:: Exercise description ::
Would you please copy each line of the data in which the string "Category" occurs?

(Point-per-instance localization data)
--
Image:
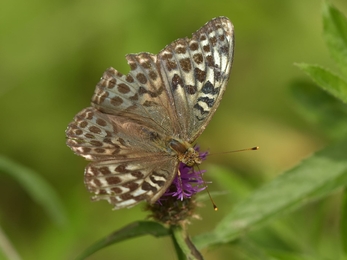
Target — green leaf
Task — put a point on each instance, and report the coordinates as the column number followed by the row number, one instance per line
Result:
column 315, row 177
column 335, row 34
column 38, row 188
column 327, row 80
column 135, row 229
column 344, row 223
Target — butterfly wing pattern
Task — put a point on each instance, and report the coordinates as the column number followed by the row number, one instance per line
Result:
column 142, row 124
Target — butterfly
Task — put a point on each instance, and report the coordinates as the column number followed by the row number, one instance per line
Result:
column 140, row 126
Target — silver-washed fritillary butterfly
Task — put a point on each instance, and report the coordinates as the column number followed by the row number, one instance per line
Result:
column 143, row 124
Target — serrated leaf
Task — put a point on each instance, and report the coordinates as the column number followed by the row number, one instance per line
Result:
column 37, row 188
column 327, row 80
column 315, row 177
column 335, row 35
column 132, row 230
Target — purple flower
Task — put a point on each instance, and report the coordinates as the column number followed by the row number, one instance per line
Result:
column 188, row 183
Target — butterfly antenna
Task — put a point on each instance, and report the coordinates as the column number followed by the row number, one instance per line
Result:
column 208, row 192
column 236, row 151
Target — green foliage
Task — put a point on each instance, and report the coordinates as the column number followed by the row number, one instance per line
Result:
column 52, row 56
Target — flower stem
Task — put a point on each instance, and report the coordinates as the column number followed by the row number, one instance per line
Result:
column 185, row 249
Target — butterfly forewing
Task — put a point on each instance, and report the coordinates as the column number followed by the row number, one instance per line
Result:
column 138, row 119
column 196, row 71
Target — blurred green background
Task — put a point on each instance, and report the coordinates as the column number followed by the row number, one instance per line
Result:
column 54, row 52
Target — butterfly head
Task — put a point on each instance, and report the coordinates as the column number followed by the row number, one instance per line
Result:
column 191, row 157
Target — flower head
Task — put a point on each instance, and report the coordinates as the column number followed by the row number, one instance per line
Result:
column 177, row 203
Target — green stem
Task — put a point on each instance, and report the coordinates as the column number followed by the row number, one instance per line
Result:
column 185, row 249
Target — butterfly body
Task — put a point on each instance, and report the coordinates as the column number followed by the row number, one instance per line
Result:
column 143, row 124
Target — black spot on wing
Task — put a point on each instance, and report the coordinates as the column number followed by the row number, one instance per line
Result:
column 208, row 88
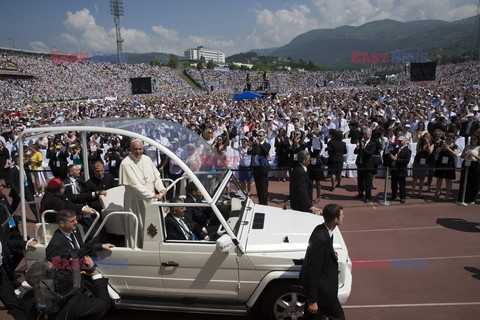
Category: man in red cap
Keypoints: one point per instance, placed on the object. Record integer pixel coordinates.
(55, 199)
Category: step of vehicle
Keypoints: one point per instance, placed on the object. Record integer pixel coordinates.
(180, 305)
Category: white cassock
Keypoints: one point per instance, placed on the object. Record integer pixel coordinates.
(140, 178)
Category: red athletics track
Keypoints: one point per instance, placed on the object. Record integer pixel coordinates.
(445, 234)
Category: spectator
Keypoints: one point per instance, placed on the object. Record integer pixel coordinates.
(445, 164)
(301, 186)
(336, 149)
(471, 160)
(400, 157)
(421, 162)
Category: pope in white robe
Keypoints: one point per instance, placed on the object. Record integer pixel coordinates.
(141, 178)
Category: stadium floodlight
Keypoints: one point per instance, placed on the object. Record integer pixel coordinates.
(116, 9)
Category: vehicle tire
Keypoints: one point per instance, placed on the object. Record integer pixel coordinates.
(284, 301)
--
:: Your response ::
Category: man in red cap
Category: step of vehicle
Category: white cassock
Category: red athletics track
Category: spectator
Category: pope in white robe
Category: stadium floodlight
Category: vehicle tire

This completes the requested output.